▶ **TASK BRIEF**:
Would you please copy every line below that includes the string "lattice"?
== Segment start ==
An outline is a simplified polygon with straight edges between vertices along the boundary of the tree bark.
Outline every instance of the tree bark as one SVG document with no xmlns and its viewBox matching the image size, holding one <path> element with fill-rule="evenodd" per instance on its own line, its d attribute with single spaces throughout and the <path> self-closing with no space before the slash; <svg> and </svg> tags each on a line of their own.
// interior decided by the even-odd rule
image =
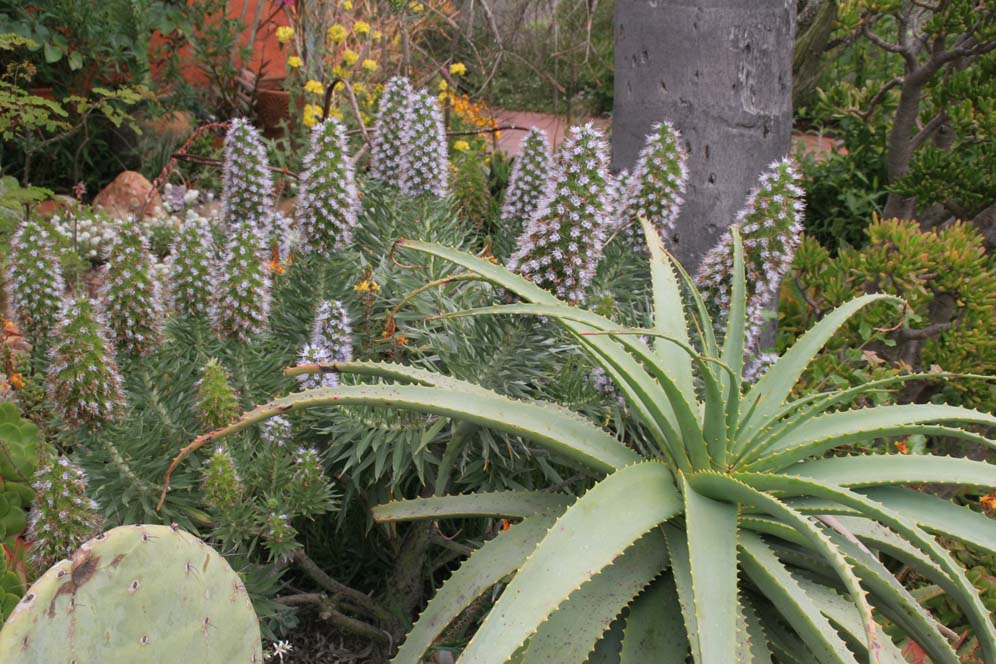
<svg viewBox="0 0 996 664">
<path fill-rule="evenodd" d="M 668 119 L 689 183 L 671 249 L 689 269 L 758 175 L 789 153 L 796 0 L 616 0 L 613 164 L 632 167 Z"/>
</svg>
== Segment end ==
== Segment start ==
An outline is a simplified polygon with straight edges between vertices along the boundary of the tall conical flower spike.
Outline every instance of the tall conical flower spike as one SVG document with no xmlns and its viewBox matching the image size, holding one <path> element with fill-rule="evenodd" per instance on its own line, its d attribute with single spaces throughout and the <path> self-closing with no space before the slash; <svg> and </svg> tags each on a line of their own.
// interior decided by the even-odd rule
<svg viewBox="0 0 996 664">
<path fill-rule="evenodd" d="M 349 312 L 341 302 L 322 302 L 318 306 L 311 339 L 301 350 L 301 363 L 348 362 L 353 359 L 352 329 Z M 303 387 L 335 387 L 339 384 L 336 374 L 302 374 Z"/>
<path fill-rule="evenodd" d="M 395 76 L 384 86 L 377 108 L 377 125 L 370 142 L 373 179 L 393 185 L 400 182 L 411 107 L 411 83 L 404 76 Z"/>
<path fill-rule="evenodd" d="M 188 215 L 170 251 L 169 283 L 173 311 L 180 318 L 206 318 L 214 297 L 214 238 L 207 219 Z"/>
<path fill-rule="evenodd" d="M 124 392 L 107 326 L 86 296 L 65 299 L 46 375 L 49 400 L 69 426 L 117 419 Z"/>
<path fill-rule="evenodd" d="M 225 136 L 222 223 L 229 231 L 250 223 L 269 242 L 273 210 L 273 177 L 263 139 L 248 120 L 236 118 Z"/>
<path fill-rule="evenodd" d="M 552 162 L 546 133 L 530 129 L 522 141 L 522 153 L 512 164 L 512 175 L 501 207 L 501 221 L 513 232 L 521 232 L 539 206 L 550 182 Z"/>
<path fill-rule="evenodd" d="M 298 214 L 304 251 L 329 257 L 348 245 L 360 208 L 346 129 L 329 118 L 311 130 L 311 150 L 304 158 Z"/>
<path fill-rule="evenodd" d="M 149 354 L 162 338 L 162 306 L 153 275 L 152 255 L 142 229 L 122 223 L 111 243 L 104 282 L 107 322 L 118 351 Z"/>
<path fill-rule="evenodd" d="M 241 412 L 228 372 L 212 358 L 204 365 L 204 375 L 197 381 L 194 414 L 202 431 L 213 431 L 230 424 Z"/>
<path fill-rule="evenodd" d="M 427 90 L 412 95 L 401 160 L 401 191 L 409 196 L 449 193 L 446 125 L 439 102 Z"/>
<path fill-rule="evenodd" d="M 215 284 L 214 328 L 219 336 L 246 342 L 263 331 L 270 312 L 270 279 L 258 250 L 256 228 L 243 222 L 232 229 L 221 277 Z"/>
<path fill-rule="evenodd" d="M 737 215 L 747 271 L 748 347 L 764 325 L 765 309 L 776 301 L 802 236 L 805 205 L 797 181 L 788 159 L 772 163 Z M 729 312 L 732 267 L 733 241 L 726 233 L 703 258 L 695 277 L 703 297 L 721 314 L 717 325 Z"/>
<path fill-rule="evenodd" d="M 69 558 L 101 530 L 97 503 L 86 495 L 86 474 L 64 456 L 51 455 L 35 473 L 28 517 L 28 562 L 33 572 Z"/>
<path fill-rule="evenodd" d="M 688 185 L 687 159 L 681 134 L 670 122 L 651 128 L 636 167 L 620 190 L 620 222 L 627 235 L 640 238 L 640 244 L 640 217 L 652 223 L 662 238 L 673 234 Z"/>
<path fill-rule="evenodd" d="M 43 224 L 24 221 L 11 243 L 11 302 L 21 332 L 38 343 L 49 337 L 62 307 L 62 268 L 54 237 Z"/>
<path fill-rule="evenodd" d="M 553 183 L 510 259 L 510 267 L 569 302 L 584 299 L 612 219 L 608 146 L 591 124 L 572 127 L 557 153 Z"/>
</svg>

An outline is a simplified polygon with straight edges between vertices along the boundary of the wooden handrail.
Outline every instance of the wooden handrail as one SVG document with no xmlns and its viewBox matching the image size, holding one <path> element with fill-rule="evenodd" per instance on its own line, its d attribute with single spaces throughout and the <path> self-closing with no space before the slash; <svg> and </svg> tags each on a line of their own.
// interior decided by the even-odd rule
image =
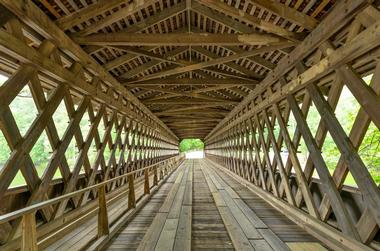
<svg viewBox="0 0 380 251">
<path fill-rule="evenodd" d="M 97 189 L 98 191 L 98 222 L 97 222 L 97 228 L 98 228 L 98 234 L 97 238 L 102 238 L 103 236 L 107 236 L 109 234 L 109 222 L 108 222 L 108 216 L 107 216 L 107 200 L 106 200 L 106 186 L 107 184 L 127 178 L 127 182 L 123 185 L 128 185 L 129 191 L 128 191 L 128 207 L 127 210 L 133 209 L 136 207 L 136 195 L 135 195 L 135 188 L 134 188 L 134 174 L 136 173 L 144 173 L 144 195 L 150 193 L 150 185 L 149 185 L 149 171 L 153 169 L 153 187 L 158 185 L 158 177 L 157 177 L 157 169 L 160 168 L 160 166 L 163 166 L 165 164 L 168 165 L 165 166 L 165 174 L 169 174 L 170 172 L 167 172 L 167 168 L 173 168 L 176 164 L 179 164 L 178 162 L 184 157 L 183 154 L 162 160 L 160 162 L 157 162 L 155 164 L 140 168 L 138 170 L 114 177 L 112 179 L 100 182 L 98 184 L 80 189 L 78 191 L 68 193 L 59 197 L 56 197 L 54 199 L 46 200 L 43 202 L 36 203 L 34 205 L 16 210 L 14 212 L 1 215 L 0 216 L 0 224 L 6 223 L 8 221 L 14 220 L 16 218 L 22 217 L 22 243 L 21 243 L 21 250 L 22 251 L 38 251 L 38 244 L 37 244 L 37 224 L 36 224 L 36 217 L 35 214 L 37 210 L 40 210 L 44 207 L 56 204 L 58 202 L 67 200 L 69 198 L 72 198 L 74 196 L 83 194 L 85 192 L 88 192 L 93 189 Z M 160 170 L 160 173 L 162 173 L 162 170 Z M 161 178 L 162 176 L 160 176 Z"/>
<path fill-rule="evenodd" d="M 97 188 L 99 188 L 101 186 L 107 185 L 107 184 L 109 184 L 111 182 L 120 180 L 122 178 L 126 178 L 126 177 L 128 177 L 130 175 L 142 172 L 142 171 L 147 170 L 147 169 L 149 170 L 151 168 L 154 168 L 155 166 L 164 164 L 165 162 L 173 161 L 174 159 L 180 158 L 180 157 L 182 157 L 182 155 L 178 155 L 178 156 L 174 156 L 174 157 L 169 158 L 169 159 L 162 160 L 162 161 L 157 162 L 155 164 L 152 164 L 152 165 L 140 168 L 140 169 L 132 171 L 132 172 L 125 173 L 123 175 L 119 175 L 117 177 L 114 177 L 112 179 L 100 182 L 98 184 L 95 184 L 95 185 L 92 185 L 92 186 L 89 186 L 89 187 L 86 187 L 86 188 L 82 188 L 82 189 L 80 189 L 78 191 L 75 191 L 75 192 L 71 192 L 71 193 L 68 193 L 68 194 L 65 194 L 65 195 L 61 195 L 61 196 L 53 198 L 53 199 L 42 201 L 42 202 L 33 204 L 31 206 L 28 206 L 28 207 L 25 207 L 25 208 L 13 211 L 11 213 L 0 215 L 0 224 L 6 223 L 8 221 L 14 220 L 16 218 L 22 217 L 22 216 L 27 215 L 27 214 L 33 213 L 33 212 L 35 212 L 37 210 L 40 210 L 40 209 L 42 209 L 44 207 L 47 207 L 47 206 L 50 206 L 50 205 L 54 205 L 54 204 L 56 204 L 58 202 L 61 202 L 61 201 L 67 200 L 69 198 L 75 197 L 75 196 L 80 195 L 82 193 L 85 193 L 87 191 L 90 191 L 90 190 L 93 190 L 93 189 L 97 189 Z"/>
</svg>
== Segment end ==
== Segment start ==
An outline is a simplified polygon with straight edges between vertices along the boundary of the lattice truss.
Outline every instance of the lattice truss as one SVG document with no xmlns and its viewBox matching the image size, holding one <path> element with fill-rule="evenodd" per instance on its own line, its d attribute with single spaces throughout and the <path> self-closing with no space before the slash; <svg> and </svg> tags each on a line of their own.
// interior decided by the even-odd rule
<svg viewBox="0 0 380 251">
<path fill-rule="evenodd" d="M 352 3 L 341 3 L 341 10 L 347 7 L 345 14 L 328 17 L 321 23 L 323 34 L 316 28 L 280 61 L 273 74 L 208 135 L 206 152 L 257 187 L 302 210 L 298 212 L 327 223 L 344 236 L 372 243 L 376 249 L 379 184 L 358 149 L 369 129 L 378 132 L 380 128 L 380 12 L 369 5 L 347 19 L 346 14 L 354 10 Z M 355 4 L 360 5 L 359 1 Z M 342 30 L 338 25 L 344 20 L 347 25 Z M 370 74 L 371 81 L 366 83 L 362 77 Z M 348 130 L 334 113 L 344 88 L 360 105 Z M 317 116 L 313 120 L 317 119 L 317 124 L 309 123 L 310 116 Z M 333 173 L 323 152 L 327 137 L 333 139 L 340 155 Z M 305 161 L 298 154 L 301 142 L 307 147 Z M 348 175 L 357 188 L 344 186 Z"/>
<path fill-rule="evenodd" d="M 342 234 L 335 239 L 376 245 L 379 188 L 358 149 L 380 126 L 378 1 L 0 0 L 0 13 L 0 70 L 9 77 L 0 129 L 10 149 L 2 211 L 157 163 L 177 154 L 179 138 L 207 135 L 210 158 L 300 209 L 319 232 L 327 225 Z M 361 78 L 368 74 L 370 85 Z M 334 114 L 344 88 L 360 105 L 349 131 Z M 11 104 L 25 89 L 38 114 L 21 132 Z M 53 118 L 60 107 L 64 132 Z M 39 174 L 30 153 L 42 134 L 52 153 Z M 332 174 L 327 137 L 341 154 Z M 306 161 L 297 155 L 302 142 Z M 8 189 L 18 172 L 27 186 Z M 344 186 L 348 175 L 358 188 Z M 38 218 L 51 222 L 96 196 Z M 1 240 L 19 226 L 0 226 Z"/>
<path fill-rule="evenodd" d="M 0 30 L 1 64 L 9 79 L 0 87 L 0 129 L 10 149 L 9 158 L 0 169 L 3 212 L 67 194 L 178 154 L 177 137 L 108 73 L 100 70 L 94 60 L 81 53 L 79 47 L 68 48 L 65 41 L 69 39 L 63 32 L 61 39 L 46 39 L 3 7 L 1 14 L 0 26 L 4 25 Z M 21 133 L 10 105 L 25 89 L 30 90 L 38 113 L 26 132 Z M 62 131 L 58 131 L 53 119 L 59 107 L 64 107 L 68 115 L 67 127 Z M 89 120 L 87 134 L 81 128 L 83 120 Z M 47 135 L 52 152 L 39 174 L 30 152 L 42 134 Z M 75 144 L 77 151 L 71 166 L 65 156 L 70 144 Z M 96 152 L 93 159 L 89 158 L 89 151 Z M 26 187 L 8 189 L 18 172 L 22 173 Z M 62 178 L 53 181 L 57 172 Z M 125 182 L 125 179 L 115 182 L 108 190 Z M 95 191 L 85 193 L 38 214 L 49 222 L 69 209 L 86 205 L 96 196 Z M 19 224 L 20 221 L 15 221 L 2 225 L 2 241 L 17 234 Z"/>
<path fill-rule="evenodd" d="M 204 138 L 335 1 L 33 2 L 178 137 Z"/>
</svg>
== Segment end ==
▶ **ANSWER BOX**:
An outline is a simplified polygon with straight edges between vertices along the boundary of the lattice truss.
Outline every instance of the lattice truss as one SVG document with no xmlns and its viewBox matching the image size, holding one <path> element with fill-rule="evenodd" per instance on its own line, its d attribute with single spaces throughout and the <path> self-closing with no space before the slash; <svg> and </svg> tags each on a line of their own.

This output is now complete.